● **TASK GOAL**: Exactly as written, print each record in the listing.

● **SUPPLIED ENTRIES**:
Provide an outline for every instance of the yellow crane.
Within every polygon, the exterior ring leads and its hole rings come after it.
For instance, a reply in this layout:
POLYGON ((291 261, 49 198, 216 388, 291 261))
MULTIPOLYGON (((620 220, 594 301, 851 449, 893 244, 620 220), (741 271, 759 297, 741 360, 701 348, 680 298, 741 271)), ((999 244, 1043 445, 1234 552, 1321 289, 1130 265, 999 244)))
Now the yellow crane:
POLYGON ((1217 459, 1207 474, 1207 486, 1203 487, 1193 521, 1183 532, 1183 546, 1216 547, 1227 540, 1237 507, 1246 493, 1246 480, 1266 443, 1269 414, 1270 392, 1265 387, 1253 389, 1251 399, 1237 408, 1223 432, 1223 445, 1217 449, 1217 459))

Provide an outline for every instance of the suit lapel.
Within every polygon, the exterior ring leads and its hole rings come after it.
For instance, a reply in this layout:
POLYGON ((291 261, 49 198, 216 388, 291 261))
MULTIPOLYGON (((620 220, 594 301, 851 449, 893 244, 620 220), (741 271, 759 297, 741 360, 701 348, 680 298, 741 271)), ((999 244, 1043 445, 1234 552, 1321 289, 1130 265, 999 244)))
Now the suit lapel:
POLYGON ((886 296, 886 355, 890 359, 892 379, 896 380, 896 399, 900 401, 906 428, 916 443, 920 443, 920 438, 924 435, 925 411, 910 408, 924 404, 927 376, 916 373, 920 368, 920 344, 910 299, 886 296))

● **RESPONSE FOR THIS EXERCISE**:
Provide an outline for every instance of the yellow crane.
Within every polygon, the exterior ring leads and its hole rings come after it.
For instance, a reply in this layout:
POLYGON ((291 261, 49 198, 216 388, 291 261))
MULTIPOLYGON (((620 220, 594 301, 851 449, 893 244, 620 220), (741 271, 759 297, 741 360, 701 348, 680 298, 741 271)), ((999 244, 1043 445, 1234 552, 1321 289, 1130 265, 999 244)))
Now the yellow crane:
POLYGON ((1217 459, 1207 474, 1207 486, 1203 487, 1193 521, 1183 532, 1183 546, 1216 547, 1227 540, 1237 507, 1246 493, 1246 480, 1266 443, 1269 414, 1270 392, 1265 387, 1253 389, 1251 399, 1237 408, 1223 432, 1223 445, 1217 449, 1217 459))

Provide an outline for every instance of the suit lapel.
Within every polygon, the exterior ring leads and its hole rings come after it.
For instance, a reply in this layout:
POLYGON ((291 261, 49 198, 216 388, 291 261))
MULTIPOLYGON (((620 220, 594 301, 851 449, 893 244, 620 220), (741 271, 759 297, 741 360, 701 348, 680 298, 741 271)), ((999 244, 1043 445, 1234 552, 1321 289, 1130 265, 999 244)))
Now the suit lapel:
POLYGON ((886 296, 886 355, 890 359, 892 379, 896 380, 896 399, 900 401, 906 428, 916 443, 920 443, 920 438, 924 435, 925 411, 910 408, 924 404, 927 376, 916 373, 920 368, 920 344, 910 299, 886 296))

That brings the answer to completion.